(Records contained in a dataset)
========================================

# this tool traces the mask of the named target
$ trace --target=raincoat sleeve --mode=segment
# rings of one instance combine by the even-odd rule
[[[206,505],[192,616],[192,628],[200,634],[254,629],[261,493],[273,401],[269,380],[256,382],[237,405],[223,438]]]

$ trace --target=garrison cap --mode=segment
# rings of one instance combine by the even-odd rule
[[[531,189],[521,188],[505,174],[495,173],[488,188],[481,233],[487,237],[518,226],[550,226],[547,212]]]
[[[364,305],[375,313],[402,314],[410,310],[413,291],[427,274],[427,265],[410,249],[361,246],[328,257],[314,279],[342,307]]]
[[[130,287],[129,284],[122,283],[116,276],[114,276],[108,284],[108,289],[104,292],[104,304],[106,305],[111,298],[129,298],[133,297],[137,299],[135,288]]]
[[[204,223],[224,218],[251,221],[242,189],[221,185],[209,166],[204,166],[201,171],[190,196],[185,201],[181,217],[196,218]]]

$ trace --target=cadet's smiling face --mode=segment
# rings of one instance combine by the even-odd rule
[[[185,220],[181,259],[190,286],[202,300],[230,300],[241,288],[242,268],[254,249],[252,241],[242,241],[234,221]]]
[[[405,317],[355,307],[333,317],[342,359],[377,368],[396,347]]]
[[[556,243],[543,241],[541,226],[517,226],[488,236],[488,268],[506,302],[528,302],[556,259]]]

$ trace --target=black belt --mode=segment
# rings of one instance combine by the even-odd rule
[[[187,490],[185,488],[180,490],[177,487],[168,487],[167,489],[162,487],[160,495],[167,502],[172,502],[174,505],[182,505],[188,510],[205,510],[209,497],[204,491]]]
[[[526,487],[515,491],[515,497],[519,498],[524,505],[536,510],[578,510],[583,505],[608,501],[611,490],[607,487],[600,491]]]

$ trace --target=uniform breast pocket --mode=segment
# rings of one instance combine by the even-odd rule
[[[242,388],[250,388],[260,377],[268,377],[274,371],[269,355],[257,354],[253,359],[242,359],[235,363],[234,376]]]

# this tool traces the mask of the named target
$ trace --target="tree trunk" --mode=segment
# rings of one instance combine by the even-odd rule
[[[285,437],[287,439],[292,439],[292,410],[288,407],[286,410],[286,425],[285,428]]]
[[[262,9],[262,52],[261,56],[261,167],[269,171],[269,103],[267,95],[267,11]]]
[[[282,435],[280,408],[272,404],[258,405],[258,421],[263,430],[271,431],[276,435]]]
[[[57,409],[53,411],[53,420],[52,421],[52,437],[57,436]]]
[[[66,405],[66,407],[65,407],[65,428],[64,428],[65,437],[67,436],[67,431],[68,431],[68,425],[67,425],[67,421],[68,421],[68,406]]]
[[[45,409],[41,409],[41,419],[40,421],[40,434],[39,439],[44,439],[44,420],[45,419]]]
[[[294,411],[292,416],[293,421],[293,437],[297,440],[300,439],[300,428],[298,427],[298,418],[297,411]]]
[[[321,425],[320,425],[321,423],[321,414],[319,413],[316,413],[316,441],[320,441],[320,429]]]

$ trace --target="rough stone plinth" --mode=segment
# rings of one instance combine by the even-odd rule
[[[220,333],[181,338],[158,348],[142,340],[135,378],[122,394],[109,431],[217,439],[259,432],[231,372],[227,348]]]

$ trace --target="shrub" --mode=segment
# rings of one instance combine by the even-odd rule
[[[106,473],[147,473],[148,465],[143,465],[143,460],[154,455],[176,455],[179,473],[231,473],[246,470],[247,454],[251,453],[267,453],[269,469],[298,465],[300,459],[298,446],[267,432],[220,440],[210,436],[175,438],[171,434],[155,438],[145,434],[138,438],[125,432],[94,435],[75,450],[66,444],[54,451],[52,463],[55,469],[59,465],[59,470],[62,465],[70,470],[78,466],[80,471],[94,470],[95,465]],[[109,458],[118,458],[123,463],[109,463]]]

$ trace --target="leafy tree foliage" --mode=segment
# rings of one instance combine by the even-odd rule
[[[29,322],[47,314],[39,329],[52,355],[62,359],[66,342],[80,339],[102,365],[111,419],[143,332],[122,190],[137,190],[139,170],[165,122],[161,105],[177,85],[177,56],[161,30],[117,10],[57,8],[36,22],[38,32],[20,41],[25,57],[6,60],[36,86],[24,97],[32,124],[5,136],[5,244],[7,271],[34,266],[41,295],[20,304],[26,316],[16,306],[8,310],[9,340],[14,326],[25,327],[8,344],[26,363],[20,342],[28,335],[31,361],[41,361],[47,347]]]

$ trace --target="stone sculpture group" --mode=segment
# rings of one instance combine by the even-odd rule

========================================

Print every record above exactly as written.

# this tool traces the mask of the named target
$ trace --target=raincoat sleeve --mode=segment
# rings of one instance combine by the even-odd rule
[[[206,505],[192,616],[192,628],[200,634],[254,629],[261,493],[273,401],[269,380],[256,382],[237,405],[223,438]]]

$ trace --target=garrison cap --mode=segment
# rings of one instance combine by the even-odd rule
[[[531,189],[521,188],[505,174],[495,173],[488,188],[481,233],[487,237],[518,226],[550,226],[547,212]]]
[[[364,305],[375,313],[402,314],[410,310],[413,291],[427,274],[427,265],[410,249],[361,246],[328,257],[314,279],[342,307]]]
[[[130,287],[129,284],[122,283],[116,276],[114,276],[108,284],[108,289],[104,292],[104,304],[106,305],[111,298],[129,298],[133,297],[137,299],[135,288]]]
[[[204,223],[224,218],[251,221],[242,189],[221,185],[209,166],[204,166],[201,171],[190,196],[185,201],[181,217],[196,218]]]

$ trace --target=cadet's smiling face --mode=segment
# rings of one instance combine by the even-odd rule
[[[185,220],[181,259],[190,286],[202,300],[230,300],[241,288],[242,268],[254,249],[252,241],[242,241],[234,221]]]
[[[405,317],[355,307],[333,317],[342,359],[377,368],[396,347]]]
[[[556,243],[543,241],[541,226],[517,226],[488,236],[488,268],[506,302],[528,302],[556,259]]]

$ trace --target=black belt --mode=segment
# rings of one instance combine by the even-odd rule
[[[187,490],[185,488],[180,490],[177,487],[168,487],[167,489],[162,487],[160,495],[167,502],[172,502],[174,505],[182,505],[188,510],[205,510],[209,497],[204,491]]]
[[[526,487],[515,491],[515,497],[519,498],[524,505],[536,510],[578,510],[583,505],[608,501],[611,490],[607,487],[600,491]]]

$ trace --target=uniform breast pocket --mode=segment
# rings of one instance combine by the even-odd rule
[[[242,388],[250,388],[260,377],[268,377],[274,371],[269,355],[257,354],[253,359],[242,359],[235,363],[234,376]]]

# this tool traces the mask of the named target
$ trace --target="tree trunk" --mode=segment
# rings of one instance combine by the even-odd rule
[[[285,437],[287,439],[292,439],[292,410],[288,407],[286,410],[286,425],[285,428]]]
[[[262,9],[262,52],[261,56],[261,167],[269,171],[269,103],[267,95],[267,11]]]
[[[282,435],[280,408],[272,404],[258,405],[258,421],[263,430],[271,431],[276,435]]]
[[[57,409],[53,411],[53,420],[52,421],[52,437],[57,436]]]
[[[66,405],[66,407],[65,407],[65,428],[64,428],[65,437],[67,436],[67,431],[68,431],[68,425],[67,425],[67,421],[68,421],[68,406]]]
[[[45,409],[41,409],[41,419],[40,421],[40,434],[39,439],[44,439],[44,420],[45,419]]]
[[[294,411],[292,416],[293,421],[293,437],[297,440],[300,439],[300,428],[298,427],[298,418],[297,411]]]
[[[321,425],[320,425],[321,423],[321,414],[319,413],[316,413],[316,441],[320,441],[320,429]]]

$ trace --target="rough stone plinth" --mode=segment
# rings of one instance combine by the even-odd rule
[[[220,333],[181,338],[158,348],[142,340],[135,378],[122,394],[109,431],[217,439],[259,432],[231,372],[227,348]]]

$ trace --target="shrub" --mode=segment
# rings of one instance combine by the even-odd rule
[[[106,473],[147,473],[148,465],[143,465],[143,460],[154,455],[176,455],[179,473],[231,473],[246,470],[247,454],[251,453],[267,453],[269,469],[298,465],[300,459],[298,446],[267,432],[220,440],[210,436],[175,438],[171,434],[155,438],[145,434],[138,438],[125,432],[94,435],[75,450],[66,444],[54,451],[52,463],[55,469],[59,465],[59,470],[62,465],[70,470],[78,466],[80,471],[94,470],[95,465]],[[109,458],[118,458],[123,463],[109,463]]]

$ trace --target="leafy tree foliage" --mode=segment
# rings of one instance combine by the even-odd rule
[[[29,322],[47,314],[39,329],[52,355],[62,359],[66,342],[80,339],[102,365],[111,419],[143,332],[122,190],[137,190],[139,170],[165,122],[161,105],[177,85],[177,56],[161,30],[117,10],[57,8],[36,22],[38,32],[20,41],[25,57],[6,60],[36,86],[24,97],[32,124],[5,136],[5,244],[7,271],[34,266],[41,295],[20,304],[26,316],[16,306],[8,310],[9,340],[14,326],[25,327],[8,344],[26,363],[20,342],[28,335],[31,361],[41,361],[47,347]]]

$ trace --target="stone sculpture group" --mode=segment
# rings of one instance combine by the even-odd rule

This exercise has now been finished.